TRY IT: The whole listing is to be set down again without alteration.

──────── EXTRACTED RECORDS ────────

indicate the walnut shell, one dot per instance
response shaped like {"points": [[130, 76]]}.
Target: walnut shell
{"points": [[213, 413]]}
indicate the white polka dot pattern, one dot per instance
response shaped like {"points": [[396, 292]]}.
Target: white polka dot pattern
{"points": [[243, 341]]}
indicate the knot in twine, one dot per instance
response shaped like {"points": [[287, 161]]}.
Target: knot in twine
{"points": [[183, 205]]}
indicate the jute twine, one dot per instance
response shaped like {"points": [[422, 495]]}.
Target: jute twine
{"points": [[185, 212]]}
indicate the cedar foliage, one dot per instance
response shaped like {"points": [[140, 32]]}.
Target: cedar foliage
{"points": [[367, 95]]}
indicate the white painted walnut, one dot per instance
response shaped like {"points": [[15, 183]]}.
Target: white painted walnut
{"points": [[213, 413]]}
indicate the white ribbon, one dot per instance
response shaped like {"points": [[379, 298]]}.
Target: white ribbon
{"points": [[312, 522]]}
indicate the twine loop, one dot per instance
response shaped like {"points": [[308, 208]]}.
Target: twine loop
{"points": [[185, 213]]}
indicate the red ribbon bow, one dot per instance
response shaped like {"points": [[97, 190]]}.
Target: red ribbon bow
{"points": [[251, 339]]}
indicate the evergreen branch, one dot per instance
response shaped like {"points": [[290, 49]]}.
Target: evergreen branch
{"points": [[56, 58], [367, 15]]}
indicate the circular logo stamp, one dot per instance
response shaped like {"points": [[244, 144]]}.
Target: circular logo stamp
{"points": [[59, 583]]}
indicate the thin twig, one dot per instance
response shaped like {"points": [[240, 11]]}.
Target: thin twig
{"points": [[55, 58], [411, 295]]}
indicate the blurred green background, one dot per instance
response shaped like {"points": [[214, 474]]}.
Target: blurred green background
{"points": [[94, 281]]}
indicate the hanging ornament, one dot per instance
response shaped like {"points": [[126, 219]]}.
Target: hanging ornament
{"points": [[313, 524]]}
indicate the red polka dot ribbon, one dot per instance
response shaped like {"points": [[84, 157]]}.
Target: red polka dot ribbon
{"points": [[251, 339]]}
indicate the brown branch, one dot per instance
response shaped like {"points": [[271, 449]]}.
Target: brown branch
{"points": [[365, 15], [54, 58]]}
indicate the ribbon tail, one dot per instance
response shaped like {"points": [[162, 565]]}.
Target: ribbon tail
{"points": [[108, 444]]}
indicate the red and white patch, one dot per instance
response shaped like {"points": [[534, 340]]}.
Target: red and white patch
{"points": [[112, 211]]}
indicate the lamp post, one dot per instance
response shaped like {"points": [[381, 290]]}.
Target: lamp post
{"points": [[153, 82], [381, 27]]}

────────

RESULT:
indicate the walnut shell, one dot per instance
response shaped like {"points": [[130, 76]]}.
Target: walnut shell
{"points": [[213, 413]]}
indicate the white polka dot pattern, one dot per instance
response shaped like {"points": [[396, 292]]}.
Target: white polka dot pattern
{"points": [[243, 341]]}
indicate the knot in twine, one dot per instance
response shaped like {"points": [[287, 161]]}.
Target: knot in twine
{"points": [[183, 205]]}
indicate the jute twine, one dot per instance
response shaped like {"points": [[422, 495]]}.
Target: jute twine
{"points": [[185, 212]]}
indicate the cedar foliage, one dot per instance
response shaped like {"points": [[140, 32]]}.
Target: cedar foliage
{"points": [[367, 95]]}
indicate the white painted walnut, one dot per instance
response shaped like {"points": [[15, 183]]}.
Target: white painted walnut
{"points": [[213, 413]]}
indicate the white ribbon, one dot per instance
response shaped like {"points": [[379, 298]]}.
Target: white ribbon
{"points": [[312, 522]]}
indicate the twine loop, one dot per instance
response shaped like {"points": [[308, 208]]}.
Target: twine loop
{"points": [[185, 213]]}
indicate the red ribbon bow, one dot per instance
response shaped like {"points": [[97, 190]]}.
Target: red ribbon bow
{"points": [[251, 339]]}
indicate the evergreen branch, one dot per instance
response shaped like {"points": [[290, 49]]}.
Target: evergreen branch
{"points": [[56, 58], [367, 15]]}
indicate the circular logo stamp, one dot per instance
response shaped like {"points": [[244, 144]]}.
Target: circular logo stamp
{"points": [[59, 583]]}
indicate the thin twig, one dot per instance
response shaped like {"points": [[240, 11]]}.
Target: thin twig
{"points": [[55, 58], [411, 295]]}
indicate the blurred green background, one dot per instance
response shaped like {"points": [[214, 474]]}.
Target: blurred green background
{"points": [[94, 281]]}
indicate the hanging ornament, one dot per instance
response shaped like {"points": [[126, 219]]}.
Target: hanging ornament
{"points": [[313, 524]]}
indicate the red polka dot ribbon, one dot per instance
response shaped like {"points": [[84, 157]]}.
Target: red polka dot ribbon
{"points": [[251, 339]]}
indicate the brown branch, one dot per instance
response shaped like {"points": [[271, 449]]}.
Target: brown branch
{"points": [[365, 15], [54, 58]]}
indicate the ribbon tail, one dot per instance
response shaped like {"points": [[162, 565]]}.
Target: ribbon tail
{"points": [[108, 444]]}
indicate the red and white patch, one dot per instance
response shaped like {"points": [[534, 340]]}.
Target: red and white patch
{"points": [[112, 211]]}
indicate the lamp post, one dot per instance
response shaped like {"points": [[381, 290]]}.
Target: lamp post
{"points": [[153, 82], [381, 27]]}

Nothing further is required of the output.